▶ Task objective:
Repeat each item below line for line, but omit the pictures.

Records from an annotation dataset:
--- Begin ---
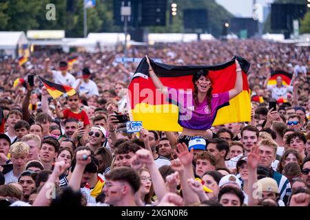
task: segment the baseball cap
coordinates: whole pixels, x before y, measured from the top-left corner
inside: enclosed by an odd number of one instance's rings
[[[205,192],[213,192],[213,190],[212,190],[211,189],[207,188],[207,186],[205,186],[204,185],[203,180],[202,180],[200,178],[198,178],[198,177],[197,177],[197,178],[195,178],[195,180],[196,180],[196,181],[200,182],[201,183],[201,184],[203,184],[203,190],[204,190]]]
[[[195,138],[192,139],[188,143],[188,150],[190,151],[192,148],[194,150],[204,150],[205,151],[207,142],[205,139],[201,138]]]
[[[90,69],[88,67],[84,67],[82,70],[82,75],[84,76],[89,76],[91,75]]]
[[[90,129],[97,129],[101,131],[101,133],[103,134],[103,136],[105,137],[107,135],[107,131],[105,131],[105,128],[100,125],[95,125],[92,126]]]
[[[276,180],[270,177],[265,177],[257,182],[260,192],[279,193],[279,188]]]
[[[236,176],[233,174],[229,174],[223,177],[220,180],[218,187],[221,188],[222,186],[227,184],[236,184],[239,188],[241,188],[241,182],[239,180],[239,179],[238,179]]]
[[[4,133],[0,133],[0,139],[6,139],[10,143],[10,144],[11,144],[11,139]]]

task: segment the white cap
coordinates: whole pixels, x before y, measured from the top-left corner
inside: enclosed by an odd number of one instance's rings
[[[107,131],[105,131],[105,128],[100,125],[95,125],[92,126],[90,129],[97,129],[101,131],[101,133],[103,134],[103,136],[105,138],[107,136]]]
[[[239,188],[241,188],[241,182],[234,175],[229,174],[223,177],[222,179],[220,179],[220,180],[218,187],[221,188],[223,186],[226,185],[227,184],[236,184],[239,187]]]
[[[192,148],[194,150],[204,150],[205,151],[207,142],[205,139],[201,138],[195,138],[192,139],[188,143],[188,150]]]

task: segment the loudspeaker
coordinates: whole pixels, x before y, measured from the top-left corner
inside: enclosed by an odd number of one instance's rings
[[[306,4],[271,4],[271,29],[293,30],[293,20],[301,19],[307,13]]]
[[[271,4],[271,29],[284,30],[287,27],[287,4]]]
[[[124,25],[121,16],[122,6],[132,8],[128,25],[137,28],[166,25],[167,0],[114,0],[113,16],[116,25]]]
[[[208,12],[206,9],[185,9],[183,10],[183,25],[185,29],[207,29]]]
[[[74,10],[74,0],[67,0],[67,12],[73,12]]]
[[[252,18],[232,18],[230,20],[230,30],[240,35],[240,30],[246,30],[247,37],[251,37],[258,32],[258,21]]]
[[[142,26],[165,26],[167,0],[143,1]]]

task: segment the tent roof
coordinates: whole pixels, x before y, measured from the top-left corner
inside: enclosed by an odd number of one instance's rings
[[[22,44],[28,42],[23,32],[0,32],[0,47],[1,48],[14,48],[20,41]]]

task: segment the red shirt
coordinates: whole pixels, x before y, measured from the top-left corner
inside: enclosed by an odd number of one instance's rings
[[[63,111],[63,116],[65,119],[68,119],[70,118],[73,118],[76,119],[78,121],[81,121],[84,122],[84,127],[86,125],[90,124],[90,120],[88,120],[88,116],[86,113],[86,111],[81,109],[79,113],[74,113],[71,111],[70,109],[66,109]]]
--- End ---
▶ Final result:
task: segment the baseball cap
coordinates: whole pixels, x before y, measured from the top-left corner
inside: enclosed by an odd number of one instance's rings
[[[205,192],[213,192],[213,190],[212,190],[211,189],[207,188],[207,186],[205,186],[204,185],[203,180],[202,180],[200,178],[198,178],[198,177],[197,177],[197,178],[195,178],[195,180],[196,180],[196,181],[200,182],[201,183],[201,184],[203,184],[203,190],[204,190]]]
[[[195,138],[192,139],[188,143],[188,150],[190,151],[192,148],[194,150],[204,150],[205,151],[207,142],[205,139],[201,138]]]
[[[90,69],[88,67],[84,67],[82,70],[82,75],[84,76],[89,76],[91,75]]]
[[[90,129],[97,129],[101,131],[101,133],[103,134],[103,136],[105,137],[107,135],[107,131],[105,131],[105,128],[100,125],[95,125],[92,126]]]
[[[276,180],[270,177],[265,177],[257,182],[260,192],[279,193],[279,188]]]
[[[236,176],[233,174],[229,174],[223,177],[220,180],[218,187],[221,188],[222,186],[227,184],[236,184],[239,188],[241,188],[241,182],[239,180],[239,179],[238,179]]]
[[[4,133],[0,133],[0,139],[6,139],[10,143],[10,144],[11,144],[11,139]]]

task: segment the white cap
coordinates: whole pixels, x before y, measured from the top-left corner
inside: enclosed by an odd number of one instance's rings
[[[107,131],[105,131],[105,128],[100,125],[95,125],[92,126],[90,129],[97,129],[101,131],[101,133],[103,134],[103,136],[105,138],[107,136]]]
[[[239,188],[241,188],[241,182],[234,175],[229,174],[223,177],[222,179],[220,179],[220,180],[218,187],[221,188],[223,186],[226,185],[227,184],[236,184],[239,187]]]
[[[192,148],[194,150],[204,150],[205,151],[207,142],[205,139],[201,138],[195,138],[192,139],[188,143],[188,150]]]

task: segment the loudspeaker
coordinates: whole pixels, x before y, measured from the top-left corner
inside: enclosed by an odd number of one instance's rings
[[[306,4],[271,4],[271,29],[293,30],[293,20],[301,19],[307,13]]]
[[[271,4],[271,29],[284,30],[287,27],[287,4]]]
[[[124,25],[121,16],[122,6],[132,8],[128,25],[137,28],[166,25],[167,0],[114,0],[113,16],[116,25]]]
[[[208,12],[206,9],[185,9],[183,10],[183,25],[185,29],[207,29]]]
[[[74,10],[74,0],[67,0],[67,12],[73,12]]]
[[[252,18],[232,18],[230,20],[230,30],[240,35],[240,30],[246,30],[247,37],[251,37],[258,32],[258,21]]]
[[[142,26],[165,26],[167,0],[143,1]]]

task: segment the tent roof
coordinates: whole pixels, x before y, measured from the top-left corner
inside: enclosed by an odd number of one instance's rings
[[[22,44],[28,42],[23,32],[0,32],[0,47],[1,48],[14,48],[20,41]]]

task: segment the red shirt
coordinates: whole pixels, x before y, measured from the top-left corner
inside: enclosed by an odd number of one instance's rings
[[[63,111],[63,116],[65,119],[68,119],[70,118],[73,118],[76,119],[78,121],[81,121],[84,122],[84,127],[86,125],[90,124],[90,120],[88,120],[88,116],[86,113],[86,111],[81,109],[79,113],[74,113],[71,111],[70,109],[66,109]]]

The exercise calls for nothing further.